WHAT THE TASK REQUIRES:
Return the complete listing that follows, with each line reproduced exactly.
**** MATERIAL PROVIDED ****
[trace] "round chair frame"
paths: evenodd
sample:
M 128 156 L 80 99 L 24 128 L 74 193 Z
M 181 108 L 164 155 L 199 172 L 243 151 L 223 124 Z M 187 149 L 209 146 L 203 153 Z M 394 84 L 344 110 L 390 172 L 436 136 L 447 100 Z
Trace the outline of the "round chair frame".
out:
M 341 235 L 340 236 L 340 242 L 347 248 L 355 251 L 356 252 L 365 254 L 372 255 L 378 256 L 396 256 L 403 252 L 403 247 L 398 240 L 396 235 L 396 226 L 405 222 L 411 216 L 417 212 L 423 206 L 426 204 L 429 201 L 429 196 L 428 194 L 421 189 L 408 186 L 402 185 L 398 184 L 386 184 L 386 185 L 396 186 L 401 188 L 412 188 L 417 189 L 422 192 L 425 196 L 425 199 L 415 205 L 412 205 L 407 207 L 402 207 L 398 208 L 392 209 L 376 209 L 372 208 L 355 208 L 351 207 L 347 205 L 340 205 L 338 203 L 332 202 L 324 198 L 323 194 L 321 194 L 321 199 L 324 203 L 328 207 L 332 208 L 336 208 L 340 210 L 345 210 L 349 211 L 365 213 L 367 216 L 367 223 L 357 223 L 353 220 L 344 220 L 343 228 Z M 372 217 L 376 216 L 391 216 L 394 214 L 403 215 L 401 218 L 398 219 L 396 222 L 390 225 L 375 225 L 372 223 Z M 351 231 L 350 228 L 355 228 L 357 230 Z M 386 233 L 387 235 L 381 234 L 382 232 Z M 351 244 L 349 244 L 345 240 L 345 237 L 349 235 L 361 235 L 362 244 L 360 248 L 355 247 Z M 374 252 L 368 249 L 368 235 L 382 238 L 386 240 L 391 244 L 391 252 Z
****
TASK SOLUTION:
[trace] "round chair frame"
paths: evenodd
sample:
M 128 156 L 80 99 L 24 128 L 74 193 Z
M 181 108 L 164 155 L 199 172 L 243 151 L 223 124 Z M 187 149 L 209 146 L 203 153 Z M 394 84 L 344 110 L 390 172 L 436 136 L 447 100 Z
Trace the outline of the "round chair frame".
out:
M 341 235 L 340 236 L 340 242 L 347 248 L 355 251 L 356 252 L 365 254 L 372 255 L 378 256 L 396 256 L 403 252 L 403 247 L 398 240 L 396 235 L 396 226 L 405 222 L 411 216 L 417 212 L 423 206 L 426 204 L 429 201 L 429 196 L 428 194 L 421 189 L 408 186 L 402 185 L 398 184 L 386 184 L 386 185 L 396 186 L 401 188 L 412 188 L 417 189 L 422 192 L 425 196 L 425 199 L 415 205 L 412 205 L 407 207 L 402 207 L 398 208 L 392 209 L 376 209 L 372 208 L 355 208 L 351 207 L 347 205 L 340 205 L 338 203 L 332 202 L 324 198 L 323 194 L 321 194 L 321 199 L 324 203 L 328 207 L 332 208 L 336 208 L 340 210 L 345 210 L 349 211 L 365 213 L 367 216 L 367 223 L 357 223 L 353 220 L 344 220 L 343 228 Z M 372 217 L 376 216 L 391 216 L 394 214 L 403 215 L 401 218 L 398 219 L 396 222 L 390 225 L 375 225 L 372 223 Z M 351 231 L 350 228 L 355 228 L 357 230 Z M 386 233 L 387 235 L 381 234 L 382 232 Z M 351 244 L 349 244 L 345 240 L 345 237 L 349 235 L 361 235 L 362 244 L 360 248 L 355 247 Z M 374 252 L 368 249 L 368 235 L 382 238 L 386 240 L 391 244 L 391 252 Z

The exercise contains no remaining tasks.